*WORK INSTRUCTION:* Reproduce every entry exactly as given.

::::::

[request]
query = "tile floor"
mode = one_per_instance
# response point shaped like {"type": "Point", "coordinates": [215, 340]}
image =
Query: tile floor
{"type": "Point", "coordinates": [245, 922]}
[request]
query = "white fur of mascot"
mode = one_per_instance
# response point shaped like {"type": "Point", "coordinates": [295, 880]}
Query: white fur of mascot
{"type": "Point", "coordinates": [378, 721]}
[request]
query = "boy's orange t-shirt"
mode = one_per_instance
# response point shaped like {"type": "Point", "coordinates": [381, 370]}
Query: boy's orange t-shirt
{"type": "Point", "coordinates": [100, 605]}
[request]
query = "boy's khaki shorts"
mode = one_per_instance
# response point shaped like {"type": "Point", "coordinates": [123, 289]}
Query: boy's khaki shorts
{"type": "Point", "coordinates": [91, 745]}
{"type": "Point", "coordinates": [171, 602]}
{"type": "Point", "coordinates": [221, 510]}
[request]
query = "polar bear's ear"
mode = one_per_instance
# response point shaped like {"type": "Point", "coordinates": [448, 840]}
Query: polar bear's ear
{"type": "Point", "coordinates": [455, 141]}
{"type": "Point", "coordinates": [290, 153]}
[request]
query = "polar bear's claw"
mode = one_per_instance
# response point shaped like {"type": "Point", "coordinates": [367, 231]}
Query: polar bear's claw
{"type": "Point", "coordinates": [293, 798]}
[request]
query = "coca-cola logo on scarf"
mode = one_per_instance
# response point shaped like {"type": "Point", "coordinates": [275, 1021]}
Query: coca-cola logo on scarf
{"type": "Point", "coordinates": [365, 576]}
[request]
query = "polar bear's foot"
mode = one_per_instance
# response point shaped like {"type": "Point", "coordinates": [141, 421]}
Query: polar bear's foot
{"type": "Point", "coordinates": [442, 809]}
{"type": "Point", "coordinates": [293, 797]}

::::::

*YOUR RESPONSE:*
[request]
query = "tile floor"
mode = one_per_instance
# response point shaped like {"type": "Point", "coordinates": [215, 340]}
image =
Query: tile floor
{"type": "Point", "coordinates": [245, 922]}
[request]
query = "white fur of mascot"
mode = one_per_instance
# response point shaped like {"type": "Point", "coordinates": [295, 880]}
Query: white fur of mascot
{"type": "Point", "coordinates": [378, 721]}
[request]
query = "boy's orange t-shirt"
mode = one_per_instance
# response point shaped like {"type": "Point", "coordinates": [381, 370]}
Query: boy's orange t-shirt
{"type": "Point", "coordinates": [100, 605]}
[request]
query = "boy's khaki shorts"
mode = one_per_instance
# response point shaped like {"type": "Point", "coordinates": [123, 289]}
Query: boy's khaki shorts
{"type": "Point", "coordinates": [91, 745]}
{"type": "Point", "coordinates": [171, 602]}
{"type": "Point", "coordinates": [221, 510]}
[request]
query = "polar bear's ear"
mode = one_per_instance
# response point shaped like {"type": "Point", "coordinates": [448, 840]}
Query: polar bear's ear
{"type": "Point", "coordinates": [455, 141]}
{"type": "Point", "coordinates": [290, 153]}
[request]
query = "polar bear's claw"
mode = one_per_instance
# response point shaped like {"type": "Point", "coordinates": [367, 231]}
Query: polar bear's claw
{"type": "Point", "coordinates": [293, 798]}
[request]
query = "coca-cola logo on scarf"
mode = one_per_instance
# response point shaped like {"type": "Point", "coordinates": [275, 1021]}
Query: coca-cola logo on scarf
{"type": "Point", "coordinates": [365, 576]}
[request]
query = "polar bear's foot"
mode = one_per_instance
# response point shaped like {"type": "Point", "coordinates": [141, 421]}
Query: polar bear's foot
{"type": "Point", "coordinates": [442, 809]}
{"type": "Point", "coordinates": [293, 797]}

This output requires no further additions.